* **STATED GOAL**
Render everything from the start of the entries down through the line containing "[(462, 72)]" as a two-column CSV headed entry and answer, with one row per entry holding its text and its answer. Put each value in a single quoted field, with line breaks replaced by spaces.

§

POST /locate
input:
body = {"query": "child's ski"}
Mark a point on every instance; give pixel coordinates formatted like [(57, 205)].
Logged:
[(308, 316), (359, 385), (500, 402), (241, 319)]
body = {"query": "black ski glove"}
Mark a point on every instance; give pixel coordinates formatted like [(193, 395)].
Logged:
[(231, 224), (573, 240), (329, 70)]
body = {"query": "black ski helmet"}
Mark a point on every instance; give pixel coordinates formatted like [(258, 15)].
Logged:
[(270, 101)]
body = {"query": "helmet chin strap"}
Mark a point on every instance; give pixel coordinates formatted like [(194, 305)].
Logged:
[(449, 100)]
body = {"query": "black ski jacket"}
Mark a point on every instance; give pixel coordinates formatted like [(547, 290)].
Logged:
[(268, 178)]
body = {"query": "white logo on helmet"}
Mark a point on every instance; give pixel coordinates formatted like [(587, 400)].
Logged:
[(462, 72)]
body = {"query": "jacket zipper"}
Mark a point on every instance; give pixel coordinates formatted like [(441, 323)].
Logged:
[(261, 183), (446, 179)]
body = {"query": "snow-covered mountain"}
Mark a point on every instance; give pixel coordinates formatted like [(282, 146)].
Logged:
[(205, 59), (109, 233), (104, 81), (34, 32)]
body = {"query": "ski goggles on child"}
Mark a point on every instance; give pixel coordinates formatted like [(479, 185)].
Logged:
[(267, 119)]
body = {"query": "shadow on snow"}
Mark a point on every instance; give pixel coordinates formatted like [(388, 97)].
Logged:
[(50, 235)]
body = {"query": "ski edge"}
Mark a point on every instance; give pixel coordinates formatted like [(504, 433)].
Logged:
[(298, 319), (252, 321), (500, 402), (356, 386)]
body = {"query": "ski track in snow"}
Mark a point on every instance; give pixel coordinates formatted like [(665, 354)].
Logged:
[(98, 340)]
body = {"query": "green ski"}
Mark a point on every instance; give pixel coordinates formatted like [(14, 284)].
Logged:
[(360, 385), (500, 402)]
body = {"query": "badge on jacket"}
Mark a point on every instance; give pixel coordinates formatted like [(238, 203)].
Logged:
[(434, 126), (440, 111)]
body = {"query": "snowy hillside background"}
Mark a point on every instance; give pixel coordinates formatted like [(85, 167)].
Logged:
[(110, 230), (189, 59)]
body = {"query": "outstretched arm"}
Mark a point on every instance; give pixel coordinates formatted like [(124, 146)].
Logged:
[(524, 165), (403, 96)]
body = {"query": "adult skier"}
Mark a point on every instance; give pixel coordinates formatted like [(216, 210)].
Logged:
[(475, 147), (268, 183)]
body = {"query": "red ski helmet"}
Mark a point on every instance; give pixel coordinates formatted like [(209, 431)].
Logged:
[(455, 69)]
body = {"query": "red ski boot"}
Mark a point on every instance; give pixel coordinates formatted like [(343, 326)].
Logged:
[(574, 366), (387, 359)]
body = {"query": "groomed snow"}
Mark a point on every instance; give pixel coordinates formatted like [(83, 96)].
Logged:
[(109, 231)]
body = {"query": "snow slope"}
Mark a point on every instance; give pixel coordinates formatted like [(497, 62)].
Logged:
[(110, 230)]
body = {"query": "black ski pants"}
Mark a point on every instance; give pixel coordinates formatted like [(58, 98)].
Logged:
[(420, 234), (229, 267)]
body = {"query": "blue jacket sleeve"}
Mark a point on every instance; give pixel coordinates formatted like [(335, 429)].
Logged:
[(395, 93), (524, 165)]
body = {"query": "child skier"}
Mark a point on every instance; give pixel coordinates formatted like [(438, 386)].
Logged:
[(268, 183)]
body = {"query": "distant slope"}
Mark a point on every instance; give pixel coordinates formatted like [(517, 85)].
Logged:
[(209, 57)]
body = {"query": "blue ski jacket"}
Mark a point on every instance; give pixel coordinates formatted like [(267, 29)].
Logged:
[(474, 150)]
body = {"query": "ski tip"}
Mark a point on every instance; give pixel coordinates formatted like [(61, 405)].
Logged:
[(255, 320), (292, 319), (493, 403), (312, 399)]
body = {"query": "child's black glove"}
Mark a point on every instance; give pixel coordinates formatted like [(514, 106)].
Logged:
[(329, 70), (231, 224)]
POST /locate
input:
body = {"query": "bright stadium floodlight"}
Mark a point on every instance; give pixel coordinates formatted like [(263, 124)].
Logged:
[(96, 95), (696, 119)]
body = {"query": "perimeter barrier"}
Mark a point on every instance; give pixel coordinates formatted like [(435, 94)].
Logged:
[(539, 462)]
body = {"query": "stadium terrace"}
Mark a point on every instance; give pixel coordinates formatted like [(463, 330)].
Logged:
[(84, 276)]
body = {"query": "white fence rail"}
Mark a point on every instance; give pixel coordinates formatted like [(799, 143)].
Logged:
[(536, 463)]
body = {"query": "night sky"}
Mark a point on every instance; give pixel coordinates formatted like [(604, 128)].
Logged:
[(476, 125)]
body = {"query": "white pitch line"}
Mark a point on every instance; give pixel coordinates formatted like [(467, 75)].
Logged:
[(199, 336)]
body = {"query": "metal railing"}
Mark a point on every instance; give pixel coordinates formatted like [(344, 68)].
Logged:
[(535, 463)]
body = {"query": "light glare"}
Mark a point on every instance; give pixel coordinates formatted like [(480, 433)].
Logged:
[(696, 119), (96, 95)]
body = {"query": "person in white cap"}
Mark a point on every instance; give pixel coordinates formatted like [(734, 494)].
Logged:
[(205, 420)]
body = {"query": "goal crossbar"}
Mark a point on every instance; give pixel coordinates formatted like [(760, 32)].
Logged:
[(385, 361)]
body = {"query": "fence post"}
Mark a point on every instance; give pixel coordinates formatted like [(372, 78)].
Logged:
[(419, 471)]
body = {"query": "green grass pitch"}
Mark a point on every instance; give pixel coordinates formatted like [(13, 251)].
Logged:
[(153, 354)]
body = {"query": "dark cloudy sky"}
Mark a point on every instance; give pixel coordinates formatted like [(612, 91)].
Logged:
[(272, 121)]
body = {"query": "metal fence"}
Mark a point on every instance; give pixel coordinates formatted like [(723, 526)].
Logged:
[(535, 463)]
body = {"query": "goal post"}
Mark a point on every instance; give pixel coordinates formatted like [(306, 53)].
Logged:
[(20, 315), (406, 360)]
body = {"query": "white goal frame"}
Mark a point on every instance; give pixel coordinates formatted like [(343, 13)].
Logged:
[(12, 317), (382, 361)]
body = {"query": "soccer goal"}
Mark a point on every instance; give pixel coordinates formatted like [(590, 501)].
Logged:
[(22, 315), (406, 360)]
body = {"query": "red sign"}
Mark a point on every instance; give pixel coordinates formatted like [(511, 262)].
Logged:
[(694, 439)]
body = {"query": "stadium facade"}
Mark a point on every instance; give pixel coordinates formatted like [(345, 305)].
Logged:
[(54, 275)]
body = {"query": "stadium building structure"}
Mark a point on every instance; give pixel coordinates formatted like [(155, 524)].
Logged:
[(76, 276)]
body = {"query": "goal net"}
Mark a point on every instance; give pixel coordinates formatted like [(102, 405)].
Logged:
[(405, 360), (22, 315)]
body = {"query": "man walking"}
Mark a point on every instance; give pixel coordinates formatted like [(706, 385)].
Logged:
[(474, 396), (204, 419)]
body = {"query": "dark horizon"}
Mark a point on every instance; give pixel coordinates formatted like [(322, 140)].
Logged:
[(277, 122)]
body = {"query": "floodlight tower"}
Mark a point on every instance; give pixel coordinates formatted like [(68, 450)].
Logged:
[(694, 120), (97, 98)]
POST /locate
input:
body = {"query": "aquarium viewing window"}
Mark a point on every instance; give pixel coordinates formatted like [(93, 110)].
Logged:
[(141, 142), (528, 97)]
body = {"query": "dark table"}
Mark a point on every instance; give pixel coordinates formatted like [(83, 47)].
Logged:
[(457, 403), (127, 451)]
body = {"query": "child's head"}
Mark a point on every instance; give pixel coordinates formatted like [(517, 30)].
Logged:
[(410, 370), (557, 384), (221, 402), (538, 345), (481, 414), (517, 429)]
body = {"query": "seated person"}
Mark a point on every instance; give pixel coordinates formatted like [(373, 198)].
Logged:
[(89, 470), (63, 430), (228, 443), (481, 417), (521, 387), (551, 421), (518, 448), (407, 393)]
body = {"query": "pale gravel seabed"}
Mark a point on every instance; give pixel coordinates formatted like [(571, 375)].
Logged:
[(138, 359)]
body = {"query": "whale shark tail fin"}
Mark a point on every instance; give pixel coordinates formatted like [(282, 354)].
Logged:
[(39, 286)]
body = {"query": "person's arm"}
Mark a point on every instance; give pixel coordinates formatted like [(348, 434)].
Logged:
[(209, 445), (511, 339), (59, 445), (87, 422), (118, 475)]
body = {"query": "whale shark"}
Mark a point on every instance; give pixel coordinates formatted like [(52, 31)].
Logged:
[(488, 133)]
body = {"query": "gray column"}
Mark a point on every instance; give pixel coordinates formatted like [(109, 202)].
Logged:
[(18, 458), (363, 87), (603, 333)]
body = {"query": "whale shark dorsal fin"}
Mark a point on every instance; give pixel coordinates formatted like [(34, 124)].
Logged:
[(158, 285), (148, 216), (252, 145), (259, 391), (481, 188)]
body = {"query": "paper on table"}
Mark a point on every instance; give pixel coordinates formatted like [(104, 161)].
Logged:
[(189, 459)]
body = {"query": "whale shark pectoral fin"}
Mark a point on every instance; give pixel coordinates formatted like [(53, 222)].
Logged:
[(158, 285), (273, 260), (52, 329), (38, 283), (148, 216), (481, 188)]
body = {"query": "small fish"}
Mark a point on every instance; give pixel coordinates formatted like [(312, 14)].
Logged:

§

* **COMPLETE OUTPUT**
entry,answer
"POST /locate input: body = {""query"": ""child's ski""} Mark a point on every instance; give pixel coordinates formatted like [(57, 205)]. Logged:","[(308, 316), (359, 385), (500, 402), (241, 319)]"
"body = {""query"": ""black ski glove""} Mark a point on every instance; give pixel coordinates formatted like [(193, 395)]. Logged:","[(231, 224), (573, 240), (329, 70)]"
"body = {""query"": ""black ski helmet""} Mark a point on every instance; give pixel coordinates formatted like [(258, 15)]. Logged:","[(270, 101)]"
"body = {""query"": ""helmet chin strap""} Mark a point on every instance; give pixel coordinates formatted like [(194, 305)]. Logged:","[(449, 100)]"
"body = {""query"": ""black ski jacket""} Mark a point on every instance; give pixel coordinates formatted like [(547, 290)]. Logged:","[(268, 178)]"
"body = {""query"": ""white logo on helmet""} Mark a point on every instance; give pixel coordinates formatted like [(587, 400)]. Logged:","[(462, 72)]"